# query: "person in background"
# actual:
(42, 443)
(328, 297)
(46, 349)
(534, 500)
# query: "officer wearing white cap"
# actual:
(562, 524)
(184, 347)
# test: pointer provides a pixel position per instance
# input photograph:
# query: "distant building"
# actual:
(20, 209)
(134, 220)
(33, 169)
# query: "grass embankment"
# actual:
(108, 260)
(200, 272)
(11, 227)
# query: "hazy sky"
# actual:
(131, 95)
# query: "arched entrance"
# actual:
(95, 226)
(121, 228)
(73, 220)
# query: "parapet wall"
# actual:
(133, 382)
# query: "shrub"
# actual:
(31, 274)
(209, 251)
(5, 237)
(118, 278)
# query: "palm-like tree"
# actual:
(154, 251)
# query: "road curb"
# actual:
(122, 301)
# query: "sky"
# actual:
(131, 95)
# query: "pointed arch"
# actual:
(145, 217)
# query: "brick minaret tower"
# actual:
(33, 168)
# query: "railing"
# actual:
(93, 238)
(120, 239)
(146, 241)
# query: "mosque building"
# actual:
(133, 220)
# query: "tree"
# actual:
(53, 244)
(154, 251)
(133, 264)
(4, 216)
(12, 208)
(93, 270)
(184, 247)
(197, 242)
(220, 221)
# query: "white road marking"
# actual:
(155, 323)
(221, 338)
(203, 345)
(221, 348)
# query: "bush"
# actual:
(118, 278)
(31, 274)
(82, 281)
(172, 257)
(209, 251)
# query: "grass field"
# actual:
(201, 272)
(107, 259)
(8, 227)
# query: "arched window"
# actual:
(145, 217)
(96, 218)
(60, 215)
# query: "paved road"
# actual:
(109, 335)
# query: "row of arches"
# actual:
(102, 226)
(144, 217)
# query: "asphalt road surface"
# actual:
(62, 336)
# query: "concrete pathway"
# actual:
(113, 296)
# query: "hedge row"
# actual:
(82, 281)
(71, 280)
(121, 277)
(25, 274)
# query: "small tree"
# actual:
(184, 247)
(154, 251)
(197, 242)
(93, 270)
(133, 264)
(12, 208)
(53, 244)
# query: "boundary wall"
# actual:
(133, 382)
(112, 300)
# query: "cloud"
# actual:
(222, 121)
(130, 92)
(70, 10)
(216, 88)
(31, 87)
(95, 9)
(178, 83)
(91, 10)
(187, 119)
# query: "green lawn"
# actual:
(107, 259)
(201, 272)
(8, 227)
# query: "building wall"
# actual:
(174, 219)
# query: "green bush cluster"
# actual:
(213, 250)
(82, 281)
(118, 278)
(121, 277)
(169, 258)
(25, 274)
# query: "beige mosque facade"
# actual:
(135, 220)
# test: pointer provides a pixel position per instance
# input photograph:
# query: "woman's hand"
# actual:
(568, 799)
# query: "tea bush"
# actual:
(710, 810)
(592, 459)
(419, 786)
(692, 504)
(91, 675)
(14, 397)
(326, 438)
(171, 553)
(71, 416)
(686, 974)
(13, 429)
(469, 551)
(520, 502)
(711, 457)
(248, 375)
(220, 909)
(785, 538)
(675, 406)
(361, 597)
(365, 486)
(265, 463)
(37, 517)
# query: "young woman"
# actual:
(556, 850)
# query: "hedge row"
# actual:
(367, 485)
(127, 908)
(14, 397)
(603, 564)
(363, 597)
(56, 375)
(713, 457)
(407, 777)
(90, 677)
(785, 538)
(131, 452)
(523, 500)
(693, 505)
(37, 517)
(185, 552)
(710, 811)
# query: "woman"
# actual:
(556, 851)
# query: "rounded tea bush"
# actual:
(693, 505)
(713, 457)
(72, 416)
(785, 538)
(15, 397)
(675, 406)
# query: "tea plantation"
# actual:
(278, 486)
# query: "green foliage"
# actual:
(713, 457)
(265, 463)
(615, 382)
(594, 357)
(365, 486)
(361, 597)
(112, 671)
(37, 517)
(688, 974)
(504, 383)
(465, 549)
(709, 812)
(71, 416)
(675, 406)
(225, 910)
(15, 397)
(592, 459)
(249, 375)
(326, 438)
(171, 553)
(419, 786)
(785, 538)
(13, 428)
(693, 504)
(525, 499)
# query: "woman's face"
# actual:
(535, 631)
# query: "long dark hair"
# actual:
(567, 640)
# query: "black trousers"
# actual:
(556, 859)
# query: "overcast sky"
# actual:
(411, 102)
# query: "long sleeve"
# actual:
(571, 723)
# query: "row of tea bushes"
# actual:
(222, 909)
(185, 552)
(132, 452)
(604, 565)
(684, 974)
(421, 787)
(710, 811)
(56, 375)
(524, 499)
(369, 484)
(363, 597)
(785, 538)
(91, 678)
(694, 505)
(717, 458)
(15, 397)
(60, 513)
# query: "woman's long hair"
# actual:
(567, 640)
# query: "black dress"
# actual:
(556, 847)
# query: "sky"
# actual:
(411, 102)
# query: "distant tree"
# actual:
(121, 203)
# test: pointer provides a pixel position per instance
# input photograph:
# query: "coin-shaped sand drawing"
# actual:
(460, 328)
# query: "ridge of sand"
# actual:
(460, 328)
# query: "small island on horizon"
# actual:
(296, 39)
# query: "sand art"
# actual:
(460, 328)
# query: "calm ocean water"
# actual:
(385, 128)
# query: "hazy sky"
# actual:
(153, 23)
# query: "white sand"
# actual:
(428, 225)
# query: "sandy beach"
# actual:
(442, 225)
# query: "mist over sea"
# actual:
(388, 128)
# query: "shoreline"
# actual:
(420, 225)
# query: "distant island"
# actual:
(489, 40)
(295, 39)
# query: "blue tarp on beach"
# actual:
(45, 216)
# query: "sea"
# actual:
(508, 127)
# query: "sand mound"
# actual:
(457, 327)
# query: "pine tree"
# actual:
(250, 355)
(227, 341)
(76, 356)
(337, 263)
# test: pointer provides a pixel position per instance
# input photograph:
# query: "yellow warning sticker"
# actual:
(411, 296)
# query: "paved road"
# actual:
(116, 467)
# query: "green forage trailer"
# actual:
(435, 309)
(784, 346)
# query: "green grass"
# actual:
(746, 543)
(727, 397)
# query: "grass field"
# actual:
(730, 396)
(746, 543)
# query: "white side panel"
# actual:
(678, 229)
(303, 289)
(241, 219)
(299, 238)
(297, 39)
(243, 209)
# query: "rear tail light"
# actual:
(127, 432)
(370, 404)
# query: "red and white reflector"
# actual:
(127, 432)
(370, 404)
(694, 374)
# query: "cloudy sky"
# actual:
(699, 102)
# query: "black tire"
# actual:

Task requirements -> Count the lines in the records that contain the string "island" and give only that number.

The reply -> 2